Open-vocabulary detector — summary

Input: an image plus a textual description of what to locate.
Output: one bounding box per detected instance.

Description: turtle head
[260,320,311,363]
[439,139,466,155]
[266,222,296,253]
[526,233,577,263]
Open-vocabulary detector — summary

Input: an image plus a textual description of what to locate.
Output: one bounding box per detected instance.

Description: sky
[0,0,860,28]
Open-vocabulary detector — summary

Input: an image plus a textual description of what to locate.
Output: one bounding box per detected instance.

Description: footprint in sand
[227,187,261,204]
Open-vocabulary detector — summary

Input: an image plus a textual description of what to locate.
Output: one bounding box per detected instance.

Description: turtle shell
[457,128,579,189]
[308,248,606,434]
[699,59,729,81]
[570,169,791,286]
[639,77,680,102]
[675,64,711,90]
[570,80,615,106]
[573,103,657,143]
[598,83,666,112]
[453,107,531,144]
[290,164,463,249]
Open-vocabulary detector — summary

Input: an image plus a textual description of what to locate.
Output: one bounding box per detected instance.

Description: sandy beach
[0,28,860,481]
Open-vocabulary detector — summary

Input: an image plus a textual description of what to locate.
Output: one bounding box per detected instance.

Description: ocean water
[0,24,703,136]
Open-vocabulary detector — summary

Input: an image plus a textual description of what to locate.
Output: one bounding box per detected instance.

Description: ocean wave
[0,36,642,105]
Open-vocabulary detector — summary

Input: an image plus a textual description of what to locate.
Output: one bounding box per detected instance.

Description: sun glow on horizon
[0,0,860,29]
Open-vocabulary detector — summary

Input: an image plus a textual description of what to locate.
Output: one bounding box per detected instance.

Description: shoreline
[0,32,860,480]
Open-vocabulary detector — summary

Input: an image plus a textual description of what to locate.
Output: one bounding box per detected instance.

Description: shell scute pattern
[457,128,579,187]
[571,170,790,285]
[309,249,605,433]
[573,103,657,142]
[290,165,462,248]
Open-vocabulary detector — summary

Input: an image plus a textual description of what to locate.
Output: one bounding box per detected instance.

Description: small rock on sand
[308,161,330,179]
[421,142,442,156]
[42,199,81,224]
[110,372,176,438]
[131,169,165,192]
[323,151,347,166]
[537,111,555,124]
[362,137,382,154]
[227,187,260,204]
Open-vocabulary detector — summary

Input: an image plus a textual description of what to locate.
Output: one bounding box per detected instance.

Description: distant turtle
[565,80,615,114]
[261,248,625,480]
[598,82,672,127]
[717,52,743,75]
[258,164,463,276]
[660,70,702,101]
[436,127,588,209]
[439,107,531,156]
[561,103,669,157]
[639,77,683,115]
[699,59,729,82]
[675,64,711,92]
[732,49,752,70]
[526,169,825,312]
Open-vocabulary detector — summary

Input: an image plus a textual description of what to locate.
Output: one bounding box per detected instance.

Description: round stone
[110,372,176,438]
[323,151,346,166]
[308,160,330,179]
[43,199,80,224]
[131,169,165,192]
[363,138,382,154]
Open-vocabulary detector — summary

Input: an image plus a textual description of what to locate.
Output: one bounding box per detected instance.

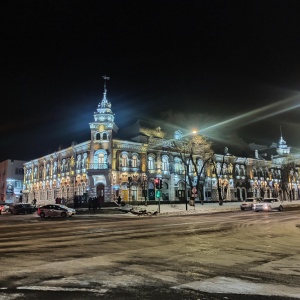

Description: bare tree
[173,134,214,205]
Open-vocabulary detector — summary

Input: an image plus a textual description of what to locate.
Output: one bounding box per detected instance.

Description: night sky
[0,0,300,161]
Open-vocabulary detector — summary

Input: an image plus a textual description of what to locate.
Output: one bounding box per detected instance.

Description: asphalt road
[0,210,300,300]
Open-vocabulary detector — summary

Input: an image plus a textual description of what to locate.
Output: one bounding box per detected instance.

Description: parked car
[240,197,262,210]
[37,204,76,218]
[0,202,13,215]
[0,201,9,215]
[252,198,283,211]
[9,203,36,215]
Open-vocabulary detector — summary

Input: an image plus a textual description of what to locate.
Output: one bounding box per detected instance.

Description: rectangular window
[15,181,21,189]
[15,168,24,175]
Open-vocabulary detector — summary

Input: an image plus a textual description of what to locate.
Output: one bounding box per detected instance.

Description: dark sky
[0,0,300,161]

########

◆ Requirements ◆
Reproduce every line above as written, skipping pictures.

◆ Right answer ◆
Open-vocabulary detector — summary

Input: an image plus a textual description of what to locate.
Output: one bounding box per detected instance.

Description: turtle head
[260,320,311,363]
[439,139,466,155]
[266,222,296,253]
[526,233,577,263]
Open-vocabulary detector — summary

Input: an image plus a textual description of what to locate.
Output: one bounding box per detected instance.

Description: sky
[0,0,860,28]
Open-vocabulary detector — summary

Input: an image plus a textual description of what to locate.
Output: one bounding box per detected instance.

Description: footprint in sand
[227,187,261,204]
Open-vocabulary detector — summary

Input: an image plus a textual description of what to locate.
Output: one bounding box per detected instance.

Description: turtle shell
[457,128,579,189]
[308,248,606,434]
[699,59,729,81]
[570,169,791,286]
[639,77,680,102]
[675,64,711,90]
[570,80,615,106]
[573,103,657,143]
[598,83,666,112]
[453,107,531,144]
[290,164,463,249]
Open-vocabulary detector — summary

Input: an image plus a textual description of what to locate.
Output: one bounding box per detected instance.

Description: sandy beach
[0,28,860,481]
Open-vocabulary detector — summary

Input: an image plus a textual description of what to locate.
Output: one bounding box per detected instance.

Description: ocean water
[0,24,703,136]
Open-vocabulary detector — summary

Input: an image plus a textual description of what to locate.
Output: one bounding box per detected instance.

Description: ocean wave
[0,36,642,105]
Open-vocabulary detector — summary

Input: an image plus a textual description of what to locate.
Output: one bounding box per detected instance.

Description: sun glow on horizon
[0,0,860,29]
Open-vocabulary detector — summary

Input: an image plus a textual description of what to locate.
Output: one bounding box per detected instance.

Description: shoreline
[0,32,860,480]
Open-vocabulary detector — summary

Input: an image plus a textual description of what to locate.
Output: one bounding box per detected instance.

Description: shell scute pattern
[457,128,579,187]
[571,170,790,285]
[309,249,605,433]
[573,103,657,142]
[290,165,462,248]
Open-vocabulary detector — summary

Input: an image plus a textual description of what to locate.
Output: one bounding box per detected instance.

Description: small rock on sand
[308,161,330,179]
[421,142,442,156]
[42,199,81,224]
[110,372,176,438]
[131,169,165,192]
[323,151,347,166]
[537,111,555,124]
[362,137,382,154]
[227,187,260,204]
Open-vocabulary detector — summary

Input: an image plus a textual description of what to locate.
Output: one bounding box per detected instance.

Description: distant turtle
[565,80,615,114]
[261,248,625,480]
[598,82,672,127]
[717,52,743,75]
[258,164,463,276]
[660,70,702,101]
[436,127,588,209]
[439,107,531,156]
[561,103,669,157]
[639,77,683,115]
[699,59,729,82]
[675,64,711,92]
[732,49,752,70]
[526,169,825,312]
Open-vocabulary detector — summary

Input: an image plus a textual description of what to locate.
Output: one bounding box per detected instance.

Description: round stone
[110,372,176,438]
[323,151,346,166]
[308,160,330,179]
[43,199,80,224]
[131,169,165,192]
[363,138,382,154]
Open-vocabulary detector — summary

Input: an image plus a textual description of what to locate.
Output: one bounding box per detected instance.


Description: bare tree
[173,134,214,205]
Open-vocabulary detector — summary

Input: an image plus a textual description of what to locate.
Output: one bounding box per detected instance.

Description: night sky
[0,0,300,161]
Open-vocabulary detector — summary

Input: an image plus a textual description of what to locate.
Output: one bounding box per detected instance.

Description: asphalt road
[0,210,300,300]
Open-vocabulary detector — summary

Input: an image plus a textual description of what to locate.
Output: one bounding box per detected instance.

Description: parked car
[240,197,262,210]
[37,204,76,218]
[0,202,13,215]
[0,201,9,215]
[252,198,283,211]
[9,203,36,215]
Open-vocabulary detector — summary

Input: an image plus a textual description of what to locate.
Output: one bounding box per detected instance.

Description: rectangular window
[15,181,21,189]
[15,168,24,175]
Open-vocabulary detector — summary

Input: an image plus a textual description of what to locate.
Output: one bounding box per detected instance.

Description: dark sky
[0,0,300,161]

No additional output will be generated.